## PAGE EXTRACT
____________________
How We’re Using AI to Ship Product Faster at Shiftwell

Updated on:
May 9, 2025

When you’re building a startup product, speed can feel like your biggest enemy.
We’ve been there.

But over the past few months, we’ve learned how to make AI a true ally and it’s been game-changing for how we build, ship, and improve Shiftwell.

Here’s a peek into how we’re using tools like Cursor, ChatGPT, and Claude to work smarter, faster, and more confidently.

ChatGPT: Research, Requirements, and Idea Partner

We use ChatGPT constantly, but not just to draft emails or brainstorm.

Here’s where it’s been most useful:

  • Clarifying requirements → When we have a feature idea, we’ll use ChatGPT to help outline the user story, edge cases, or flow.
  • Doing fast research → Need to understand a tricky concept or compare options? ChatGPT gives a fast summary so we’re not stuck reading 20 blog posts.
  • Testing prompt strategies → We play around with different ways to phrase prompts, and we’ve learned that clear, specific context always gets better outputs.

Tip: When working on product requirements, break things into small, focused prompts. Asking “How should we redesign onboarding?” is too vague. Asking “What are the key steps to improve activation for first-time users in a SaaS tool?” gives you way more actionable results.

Cursor: Our Dev Supercharger

Cursor has been one of the biggest accelerators for us.
As a non-dev founder team, being able to review, edit, and even generate code directly in the IDE has been huge.

Here’s what we use Cursor for:

  • Building new features → Small enhancements, UI tweaks, even adding warnings and validation checks. We can now do much more on our own.
____________________
## HOW TO COMPLETE THIS TASK
Resume the post about how Shiftwell uses AI tools to ship product faster, starting right after its last bullet, the one on building new features with Cursor. The rows that come next have no connection to the post.

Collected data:
____________________
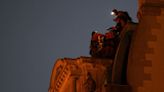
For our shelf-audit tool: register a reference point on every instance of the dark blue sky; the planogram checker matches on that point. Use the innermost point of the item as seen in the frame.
(34, 33)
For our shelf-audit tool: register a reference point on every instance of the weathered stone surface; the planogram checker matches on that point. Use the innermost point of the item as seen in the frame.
(71, 75)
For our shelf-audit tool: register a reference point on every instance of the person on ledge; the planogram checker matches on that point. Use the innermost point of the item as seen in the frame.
(126, 28)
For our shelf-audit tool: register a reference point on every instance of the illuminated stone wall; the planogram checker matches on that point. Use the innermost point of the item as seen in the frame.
(71, 75)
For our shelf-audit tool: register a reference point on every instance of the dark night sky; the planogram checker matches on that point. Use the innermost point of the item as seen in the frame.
(34, 33)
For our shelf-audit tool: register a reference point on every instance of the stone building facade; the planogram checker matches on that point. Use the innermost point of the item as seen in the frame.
(145, 61)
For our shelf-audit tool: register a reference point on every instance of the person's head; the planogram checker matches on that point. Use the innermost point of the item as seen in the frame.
(122, 18)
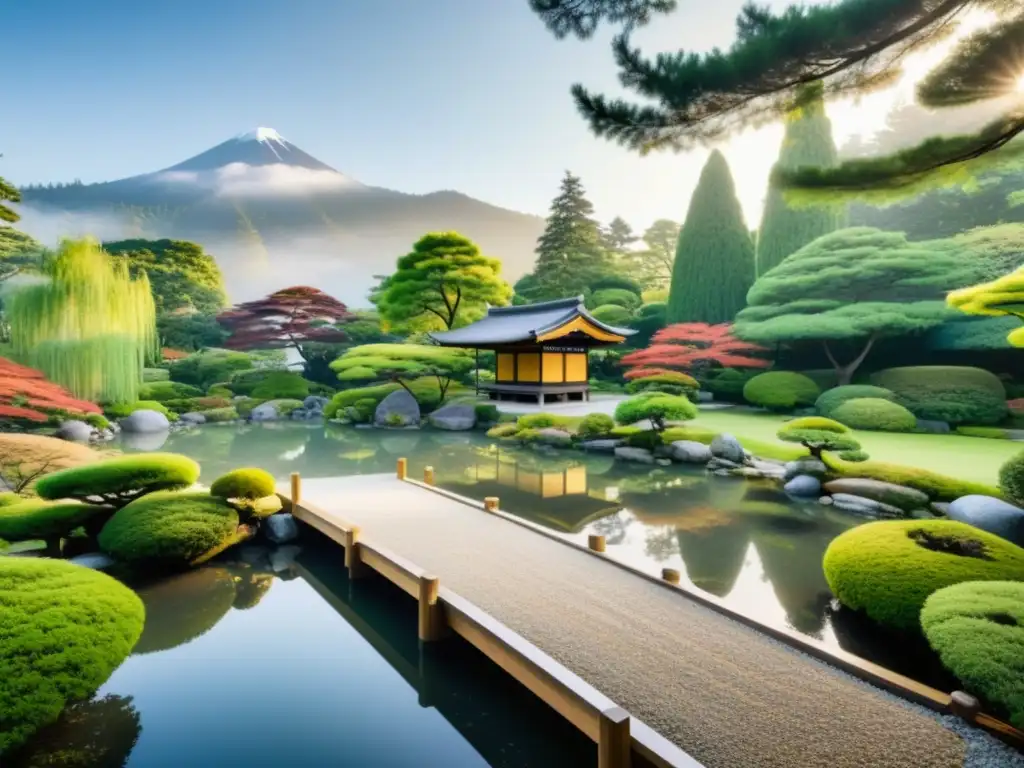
____________________
## RESPONSE
  • Fixing bugs → We drop error messages or failing code into Cursor, and it helps suggest solutions or even edits.
  • Improving existing code → We ask Cursor to optimize functions, clean up logic, or explain confusing sections.

Tip: Work in small, well-defined chunks. Cursor (and AI in general) performs best when you break a big problem into focused pieces and not when you throw the entire repo at it.

Claude: Iterating and Refining Code

Claude has been great for reviewing longer sections of code or generating drafts when we’re tackling something more complex.

We’ve learned that:

  • Writing clear, structured prompts matters. A good prompt includes:
    • What we’re trying to achieve
    • What the current code does (or where it’s failing)
    • Any relevant context or constraints
    • Any screenshots
  • Iteration is normal. For bigger features, we often go back and forth several times, refining prompts, adjusting inputs, and tightening the scope.

Tip: If you feel like you’re stuck in a loop, stop and rewrite your requirements. Vague prompts lead to vague outputs. Precise prompts lead to actionable results.

Our AI + Shipping Best Practices

Here’s what’s helped us work faster (without breaking things):

  • Break it small. Whether you’re asking for code help or product ideas, keep prompts tightly focused.
  • Test everything. AI can help draft, but you still need to deploy updates and manually test to make sure things work as expected.
  • Keep learning. AI tools evolve quickly. Stay curious, explore new plugins or approaches, and don’t be afraid to experiment.
  • Be specific. Clear, detailed prompts = better, faster results.

Why This Matters

For us, using AI isn’t about cutting corners or replacing people.
It’s about unlocking speed and creativity we didn’t have before, especially as a lean, scrappy team.

With the right tools and the right mindset, we’ve been able to ship more, test faster, and focus on building the product we want to see in the world.

So if you’re a founder wondering if AI can really help you move faster:
Yes, it can.
Just remember: it’s not magic.
It’s leverage.
Use it well, and you’ll be amazed at what you can build.